(Stored data entries)
☆ ☆ ☆ ☆ ☆ ☆ ☆

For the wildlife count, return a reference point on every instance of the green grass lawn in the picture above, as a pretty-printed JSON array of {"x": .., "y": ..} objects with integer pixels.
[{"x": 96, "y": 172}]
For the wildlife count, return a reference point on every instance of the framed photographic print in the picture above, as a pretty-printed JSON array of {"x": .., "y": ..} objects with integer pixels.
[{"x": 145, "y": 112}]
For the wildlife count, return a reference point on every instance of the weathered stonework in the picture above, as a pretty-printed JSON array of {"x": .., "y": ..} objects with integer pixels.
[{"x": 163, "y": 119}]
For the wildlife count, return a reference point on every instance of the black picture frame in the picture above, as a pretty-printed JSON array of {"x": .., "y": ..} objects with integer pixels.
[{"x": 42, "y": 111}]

☆ ☆ ☆ ☆ ☆ ☆ ☆

__Work task__. Could you write out the full data verbatim?

__Expected output__.
For the wildlife count, return a reference point on every instance of the green grass lawn in the picture above, as a pretty-printed JSON array of {"x": .., "y": ..} objects with integer pixels.
[{"x": 96, "y": 172}]
For the wildlife count, return a reference point on every instance of the framed photographic print in the picture above, as a pretty-printed JSON array of {"x": .., "y": ..} objects with integer pixels.
[{"x": 145, "y": 112}]
For the wildlife count, return a reference point on every instance of the weathered stonework in the picture above, as a pretty-printed JSON array of {"x": .., "y": ..} objects with integer pixels.
[{"x": 163, "y": 119}]
For the wildlife count, return a reference point on every instance of the black picture frame in the picture above, as a pretty-printed JSON array of {"x": .., "y": ..} objects with integer pixels.
[{"x": 42, "y": 111}]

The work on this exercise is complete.